* _Task list_:
(1) In the SAS forum post, which function does the poster use to locate where "YR" or "YEAR" appears in the text string?
(2) From the SAS forum post, extract the passage between "The number right" and "you in advance!", inclusive.

0

I am new to this forum. But I have read many answers to questions that I had in SAS coding as well on this website. I have run into a problem with SAS coding at work that I hope somebody can help.

I am trying to extract a numeric substring from a text string. The numeric string is always before words like "YR" or "YEAR". Sometimes there is a space between the numeric substring and "YR" or "YEAR". Both the numeric substring and the text string vary in length from obs to obs. Here is an example of what it looks like: Screenshot of SAS dataset

The number right before "YR" or "YEAR" is the numeric string I want to extract. I have tried to use find fn to locate where the "YR" or "YEAR" is and then use substrn to extract the surrounding string. Then compress the characters. But the result is not ideal as sometimes it pulls the number in the first part of the string and sometimes it doesn't pull in the whole number (e.g. 4.75). Here is the code that I have used:

if find(deal_type_oss, "YR","i") ne 0
then term=compress(substrn(deal_type_oss, find(deal_type_oss, "YR","i")-4,6),"","a");
if find(deal_type_oss,"Year","i") ne 0 
then term=compress(substrn(deal_type_oss, find(deal_type_oss, "Year","i")-4,6),"","a"); 

Here is the result of this code: Results of the code

Thank you in advance!

(Dataset entries)
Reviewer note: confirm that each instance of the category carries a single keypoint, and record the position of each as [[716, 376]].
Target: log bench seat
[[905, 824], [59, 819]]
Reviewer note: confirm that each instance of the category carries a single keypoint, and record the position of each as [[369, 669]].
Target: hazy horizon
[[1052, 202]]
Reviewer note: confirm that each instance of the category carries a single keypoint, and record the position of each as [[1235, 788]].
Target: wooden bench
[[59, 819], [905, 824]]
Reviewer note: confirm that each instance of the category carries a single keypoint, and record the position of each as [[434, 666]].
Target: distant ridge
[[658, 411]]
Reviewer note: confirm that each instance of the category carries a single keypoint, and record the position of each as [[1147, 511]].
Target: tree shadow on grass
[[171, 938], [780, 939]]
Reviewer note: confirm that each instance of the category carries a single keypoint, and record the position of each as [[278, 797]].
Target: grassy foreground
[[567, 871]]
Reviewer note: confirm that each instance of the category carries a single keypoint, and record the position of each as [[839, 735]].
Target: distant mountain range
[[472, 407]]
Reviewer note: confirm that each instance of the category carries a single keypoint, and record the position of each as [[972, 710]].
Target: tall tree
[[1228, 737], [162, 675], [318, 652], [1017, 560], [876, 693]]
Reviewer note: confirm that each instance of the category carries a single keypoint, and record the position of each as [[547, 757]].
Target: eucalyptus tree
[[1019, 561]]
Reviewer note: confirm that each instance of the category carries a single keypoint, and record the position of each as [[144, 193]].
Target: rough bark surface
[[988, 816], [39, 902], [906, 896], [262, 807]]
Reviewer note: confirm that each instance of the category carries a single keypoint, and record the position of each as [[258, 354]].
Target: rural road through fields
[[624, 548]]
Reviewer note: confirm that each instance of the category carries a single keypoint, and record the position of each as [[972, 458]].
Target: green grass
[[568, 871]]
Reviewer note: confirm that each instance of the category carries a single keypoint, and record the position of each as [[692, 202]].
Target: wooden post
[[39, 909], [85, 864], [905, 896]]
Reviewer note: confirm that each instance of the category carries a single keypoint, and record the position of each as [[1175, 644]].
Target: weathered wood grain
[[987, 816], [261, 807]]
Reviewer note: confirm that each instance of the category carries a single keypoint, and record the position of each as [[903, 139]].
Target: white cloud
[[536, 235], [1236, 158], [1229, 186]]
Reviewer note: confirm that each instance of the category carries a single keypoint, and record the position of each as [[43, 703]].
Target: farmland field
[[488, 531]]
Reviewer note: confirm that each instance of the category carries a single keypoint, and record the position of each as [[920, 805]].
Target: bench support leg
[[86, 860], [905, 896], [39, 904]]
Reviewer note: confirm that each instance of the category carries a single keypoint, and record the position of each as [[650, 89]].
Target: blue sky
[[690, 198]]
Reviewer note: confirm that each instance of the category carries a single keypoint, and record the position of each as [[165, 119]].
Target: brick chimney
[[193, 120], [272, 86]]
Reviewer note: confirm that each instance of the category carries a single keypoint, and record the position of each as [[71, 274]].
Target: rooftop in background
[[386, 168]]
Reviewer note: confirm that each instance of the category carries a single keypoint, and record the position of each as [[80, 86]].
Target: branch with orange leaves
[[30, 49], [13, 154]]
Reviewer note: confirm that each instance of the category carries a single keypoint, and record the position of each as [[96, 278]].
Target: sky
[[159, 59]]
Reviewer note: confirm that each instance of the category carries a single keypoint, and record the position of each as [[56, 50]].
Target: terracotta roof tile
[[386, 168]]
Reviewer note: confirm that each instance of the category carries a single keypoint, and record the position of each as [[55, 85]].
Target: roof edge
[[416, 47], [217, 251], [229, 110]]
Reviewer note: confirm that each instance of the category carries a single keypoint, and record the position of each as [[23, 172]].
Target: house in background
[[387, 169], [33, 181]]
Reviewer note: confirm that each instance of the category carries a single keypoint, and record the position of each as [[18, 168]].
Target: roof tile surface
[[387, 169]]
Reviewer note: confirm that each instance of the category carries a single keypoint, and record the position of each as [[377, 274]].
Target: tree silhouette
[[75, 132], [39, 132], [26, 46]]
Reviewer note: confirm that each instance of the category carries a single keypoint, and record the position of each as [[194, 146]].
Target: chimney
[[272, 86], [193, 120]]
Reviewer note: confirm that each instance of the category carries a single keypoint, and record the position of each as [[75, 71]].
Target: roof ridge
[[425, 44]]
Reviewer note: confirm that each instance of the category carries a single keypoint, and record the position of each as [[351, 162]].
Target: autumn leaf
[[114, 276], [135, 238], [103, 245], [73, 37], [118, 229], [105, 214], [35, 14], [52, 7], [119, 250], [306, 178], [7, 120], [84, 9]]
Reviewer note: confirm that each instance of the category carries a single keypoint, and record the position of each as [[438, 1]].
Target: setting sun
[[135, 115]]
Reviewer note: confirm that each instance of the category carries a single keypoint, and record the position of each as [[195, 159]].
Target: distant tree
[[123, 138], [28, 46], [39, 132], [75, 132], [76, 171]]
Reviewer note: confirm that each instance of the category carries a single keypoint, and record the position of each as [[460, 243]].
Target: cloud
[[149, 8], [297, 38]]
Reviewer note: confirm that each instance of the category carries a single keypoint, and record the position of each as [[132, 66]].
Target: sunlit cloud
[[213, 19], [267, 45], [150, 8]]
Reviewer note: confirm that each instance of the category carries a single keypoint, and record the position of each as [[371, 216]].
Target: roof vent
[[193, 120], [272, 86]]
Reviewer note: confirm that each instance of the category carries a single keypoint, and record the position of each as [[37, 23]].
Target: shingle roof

* _Solved tasks_:
(1) The find function.

(2)
The number right before "YR" or "YEAR" is the numeric string I want to extract. I have tried to use find fn to locate where the "YR" or "YEAR" is and then use substrn to extract the surrounding string. Then compress the characters. But the result is not ideal as sometimes it pulls the number in the first part of the string and sometimes it doesn't pull in the whole number (e.g. 4.75). Here is the code that I have used:

if find(deal_type_oss, "YR","i") ne 0
then term=compress(substrn(deal_type_oss, find(deal_type_oss, "YR","i")-4,6),"","a");
if find(deal_type_oss,"Year","i") ne 0 
then term=compress(substrn(deal_type_oss, find(deal_type_oss, "Year","i")-4,6),"","a"); 

Here is the result of this code: Results of the code

Thank you in advance!